Complete the following -
• a. From the sequence labelling text, list every word class given as an example of an open class.
• b. Copy from the sequence labelling text everything from "POS tagging aims" down to "45 different labels.".

Passage to read -

┄┄┄┄┄┄┄┄┄┄┄┄┄┄┄┄┄┄┄┄

Sequence Labelling

Sequence labelling is the task of assigning a label to each element in the input.

Parts of Speech (POS)

POS tagging aims to assign a parts of speech tag to each word in the input which describes its grammatical function, e.g. nouns, determiners. POS tagging is a disambiguation task as one word may have more than one possible meaning, the goal is therefore to find the best sequence of tags for the situation

POS tags can be split into three types of class:

  • Open classes: New words are frequently being created or borrowed, such as nouns, verbs, adjectives, adverbs, interjections
  • Closed classes: Mostly fixed vocabulary, typically function words used for structuring grammar, e.g. pronouns, adpositions, conjunctions...
  • Other: symbols and punctuation

A list of POS labels is known as a Tagset. The most common of these is the Penn Treebank which contains 45 different labels.

┄┄┄┄┄┄┄┄┄┄┄┄┄┄┄┄┄┄┄┄

Extracted entries -

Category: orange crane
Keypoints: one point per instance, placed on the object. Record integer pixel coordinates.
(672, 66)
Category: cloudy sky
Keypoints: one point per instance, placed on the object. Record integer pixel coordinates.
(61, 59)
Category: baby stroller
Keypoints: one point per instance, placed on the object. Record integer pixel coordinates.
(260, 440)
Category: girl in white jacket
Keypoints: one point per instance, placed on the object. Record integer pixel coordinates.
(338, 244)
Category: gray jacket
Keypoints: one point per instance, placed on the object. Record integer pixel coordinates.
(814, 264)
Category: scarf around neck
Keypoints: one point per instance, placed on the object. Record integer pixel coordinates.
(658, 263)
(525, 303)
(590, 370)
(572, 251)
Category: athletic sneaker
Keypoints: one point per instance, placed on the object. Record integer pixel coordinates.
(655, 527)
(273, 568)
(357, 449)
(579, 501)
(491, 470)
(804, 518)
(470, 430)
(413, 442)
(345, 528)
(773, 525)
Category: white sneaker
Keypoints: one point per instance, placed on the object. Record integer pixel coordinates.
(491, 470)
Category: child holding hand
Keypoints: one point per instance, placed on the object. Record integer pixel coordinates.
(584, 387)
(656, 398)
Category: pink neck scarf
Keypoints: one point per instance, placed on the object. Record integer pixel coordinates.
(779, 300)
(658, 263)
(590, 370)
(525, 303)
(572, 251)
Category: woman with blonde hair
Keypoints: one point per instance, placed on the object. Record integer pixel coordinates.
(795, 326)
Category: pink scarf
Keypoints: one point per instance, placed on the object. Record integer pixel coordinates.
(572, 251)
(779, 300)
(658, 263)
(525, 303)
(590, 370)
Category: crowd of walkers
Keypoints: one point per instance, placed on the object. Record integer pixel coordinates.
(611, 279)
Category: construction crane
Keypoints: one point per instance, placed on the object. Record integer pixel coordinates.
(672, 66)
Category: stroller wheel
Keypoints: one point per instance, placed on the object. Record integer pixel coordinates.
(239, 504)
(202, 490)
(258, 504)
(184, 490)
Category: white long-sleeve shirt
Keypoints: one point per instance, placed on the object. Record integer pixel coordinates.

┄┄┄┄┄┄┄┄┄┄┄┄┄┄┄┄┄┄┄┄

Responses by task -
• a. nouns, verbs, adjectives, adverbs, interjections

• b.
POS tagging aims to assign a parts of speech tag to each word in the input which describes its grammatical function, e.g. nouns, determiners. POS tagging is a disambiguation task as one word may have more than one possible meaning, the goal is therefore to find the best sequence of tags for the situation

POS tags can be split into three types of class:

  • Open classes: New words are frequently being created or borrowed, such as nouns, verbs, adjectives, adverbs, interjections
  • Closed classes: Mostly fixed vocabulary, typically function words used for structuring grammar, e.g. pronouns, adpositions, conjunctions...
  • Other: symbols and punctuation

A list of POS labels is known as a Tagset. The most common of these is the Penn Treebank which contains 45 different labels.